If the idea is quarantine then a small basic set up is fine, but 3 frogs in 5 gal. is too small IMO. Again, just my opinion. I use what has worked for me and I advise against things that have not worked for me out of pure prior experience. What has worked or not worked for me may be different than others experiences. 
I would personally NEVER tell someone that 85 is fine. Has it happened to me? Yes. Have my frogs survived? Yes. Do I think that is the message to send to new hobbiests trying to gain some experience? No. Everyone has what works for them, but for a new keeper, safe responsible tried and true methods should be taught. Again, just my opinion.


----------



## Ghostkerbomb (Aug 2, 2015)

Yea, the goal is daytime highs of 75 or lower during the summer like this. Have taken a lot of steps to control temperature lately including solar screen, air conditioning, and installation of a dozen 80mm case fans to cool lights. Really don't want heat getting all murderous on these guys.

As far as the housing arrangements go, the 5 gallon tanks are just so they can get a little bigger for a couple months. Something simple where they have fewest opportunities to do something stupid. Would you suggest letting them grow in something that much larger?

**How to complete this task:**
Reproduce the frog-keeping forum excerpt above word for word, from start to finish.

**Record excerpts:**

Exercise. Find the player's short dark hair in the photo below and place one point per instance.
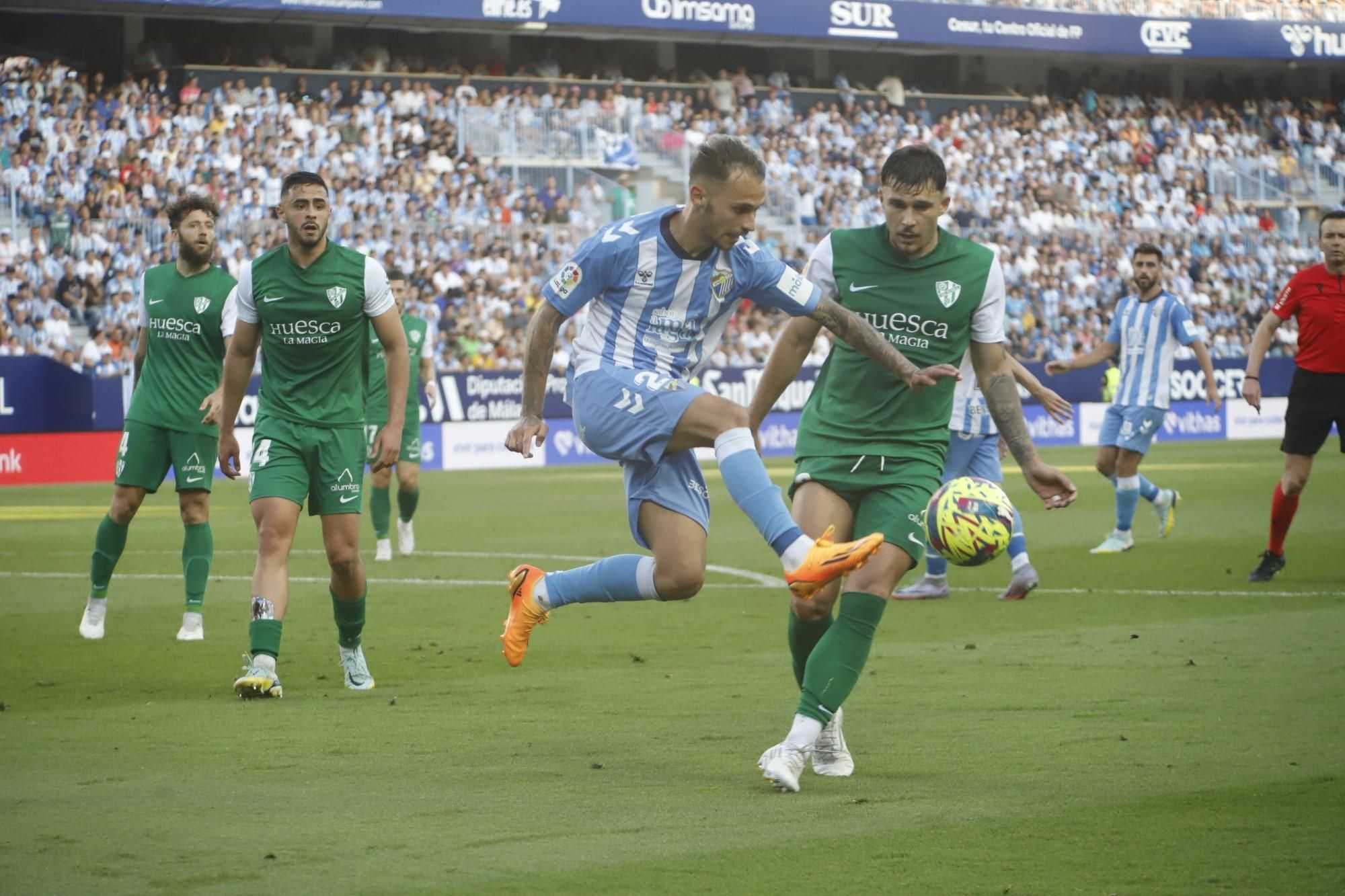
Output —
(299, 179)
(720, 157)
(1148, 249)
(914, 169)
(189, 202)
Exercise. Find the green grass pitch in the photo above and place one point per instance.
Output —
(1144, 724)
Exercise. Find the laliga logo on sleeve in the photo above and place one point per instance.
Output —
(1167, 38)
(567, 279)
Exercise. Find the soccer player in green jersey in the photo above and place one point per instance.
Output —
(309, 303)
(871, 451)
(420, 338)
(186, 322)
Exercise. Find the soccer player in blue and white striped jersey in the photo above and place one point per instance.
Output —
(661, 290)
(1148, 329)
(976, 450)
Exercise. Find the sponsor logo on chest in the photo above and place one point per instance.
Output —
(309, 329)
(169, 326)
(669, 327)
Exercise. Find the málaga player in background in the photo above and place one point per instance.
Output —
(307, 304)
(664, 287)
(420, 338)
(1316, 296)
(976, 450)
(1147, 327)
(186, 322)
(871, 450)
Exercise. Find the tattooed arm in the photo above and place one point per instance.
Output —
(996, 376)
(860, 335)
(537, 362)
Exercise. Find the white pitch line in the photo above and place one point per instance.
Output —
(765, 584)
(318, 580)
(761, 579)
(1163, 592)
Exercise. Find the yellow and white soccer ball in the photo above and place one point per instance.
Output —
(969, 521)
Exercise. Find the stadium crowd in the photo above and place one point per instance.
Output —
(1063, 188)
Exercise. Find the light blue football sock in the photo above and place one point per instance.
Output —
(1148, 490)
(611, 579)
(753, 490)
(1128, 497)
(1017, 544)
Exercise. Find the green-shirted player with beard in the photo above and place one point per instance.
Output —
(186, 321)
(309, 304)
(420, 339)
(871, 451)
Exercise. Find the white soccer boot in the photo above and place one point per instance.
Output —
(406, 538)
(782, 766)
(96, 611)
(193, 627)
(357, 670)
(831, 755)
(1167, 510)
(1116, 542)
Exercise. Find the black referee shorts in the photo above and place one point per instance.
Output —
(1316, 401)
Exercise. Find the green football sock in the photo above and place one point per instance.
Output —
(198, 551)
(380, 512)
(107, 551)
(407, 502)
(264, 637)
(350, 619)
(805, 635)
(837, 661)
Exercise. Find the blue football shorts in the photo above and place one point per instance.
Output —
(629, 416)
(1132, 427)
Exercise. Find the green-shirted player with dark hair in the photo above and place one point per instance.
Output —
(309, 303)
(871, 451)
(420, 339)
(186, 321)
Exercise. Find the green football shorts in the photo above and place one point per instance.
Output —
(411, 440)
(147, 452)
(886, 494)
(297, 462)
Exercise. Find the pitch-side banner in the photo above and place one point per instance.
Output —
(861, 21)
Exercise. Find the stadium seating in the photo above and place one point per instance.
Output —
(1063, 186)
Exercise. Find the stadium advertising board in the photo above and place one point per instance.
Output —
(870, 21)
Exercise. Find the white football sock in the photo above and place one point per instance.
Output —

**Your response:**
If the idea is quarantine then a small basic set up is fine, but 3 frogs in 5 gal. is too small IMO. Again, just my opinion. I use what has worked for me and I advise against things that have not worked for me out of pure prior experience. What has worked or not worked for me may be different than others experiences. 
I would personally NEVER tell someone that 85 is fine. Has it happened to me? Yes. Have my frogs survived? Yes. Do I think that is the message to send to new hobbiests trying to gain some experience? No. Everyone has what works for them, but for a new keeper, safe responsible tried and true methods should be taught. Again, just my opinion.


----------



## Ghostkerbomb (Aug 2, 2015)

Yea, the goal is daytime highs of 75 or lower during the summer like this. Have taken a lot of steps to control temperature lately including solar screen, air conditioning, and installation of a dozen 80mm case fans to cool lights. Really don't want heat getting all murderous on these guys.

As far as the housing arrangements go, the 5 gallon tanks are just so they can get a little bigger for a couple months. Something simple where they have fewest opportunities to do something stupid. Would you suggest letting them grow in something that much larger?